[Referring expression pointing data]
----

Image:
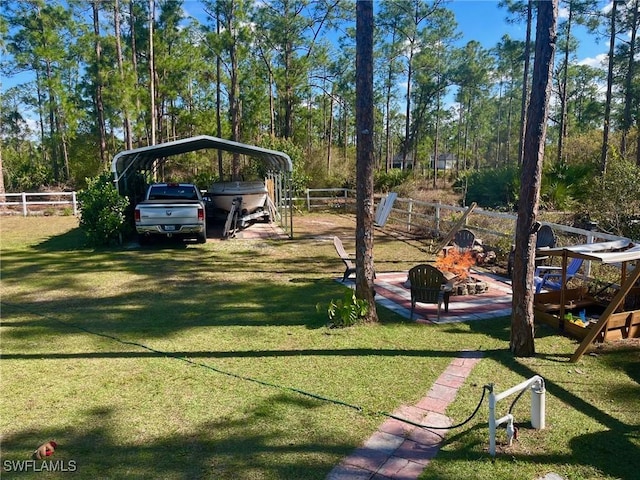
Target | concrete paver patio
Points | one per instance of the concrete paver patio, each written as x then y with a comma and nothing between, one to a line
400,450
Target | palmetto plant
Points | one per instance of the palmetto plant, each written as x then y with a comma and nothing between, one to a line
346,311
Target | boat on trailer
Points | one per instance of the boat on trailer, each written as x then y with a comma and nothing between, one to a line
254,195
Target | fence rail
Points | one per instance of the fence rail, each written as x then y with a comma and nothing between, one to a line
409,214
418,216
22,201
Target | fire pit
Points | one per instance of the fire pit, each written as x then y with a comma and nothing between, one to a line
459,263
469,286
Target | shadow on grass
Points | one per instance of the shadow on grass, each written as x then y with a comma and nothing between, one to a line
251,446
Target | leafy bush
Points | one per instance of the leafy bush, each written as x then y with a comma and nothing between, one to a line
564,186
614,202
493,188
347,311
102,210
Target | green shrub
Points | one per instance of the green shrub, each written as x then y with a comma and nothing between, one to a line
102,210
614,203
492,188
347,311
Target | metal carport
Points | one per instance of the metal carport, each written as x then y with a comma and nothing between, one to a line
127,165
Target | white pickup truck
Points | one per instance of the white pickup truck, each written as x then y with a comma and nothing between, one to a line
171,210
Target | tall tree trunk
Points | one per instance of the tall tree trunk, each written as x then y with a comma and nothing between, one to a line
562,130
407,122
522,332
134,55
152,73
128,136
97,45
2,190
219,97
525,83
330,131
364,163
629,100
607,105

----

● **TASK BRIEF**: Starting at the line that has "Target | boat on trailer" and ending at the line that has "Target | shadow on grass", please write out the lines above exactly, leaving out all others.

● **COMPLETED EXERCISE**:
Target | boat on trailer
Points | one per instance of the boat on trailer, each written as x then y with a comma and nothing between, one to a line
254,195
Target | fence rail
Points | one per instance of the fence rail, each written as x then y with a comma and nothing between, one to a line
409,214
418,216
22,201
Target | fire pit
Points | one per instance of the fire pit, each written as x then y with a comma and nothing between, one to a line
459,263
469,286
Target | shadow on grass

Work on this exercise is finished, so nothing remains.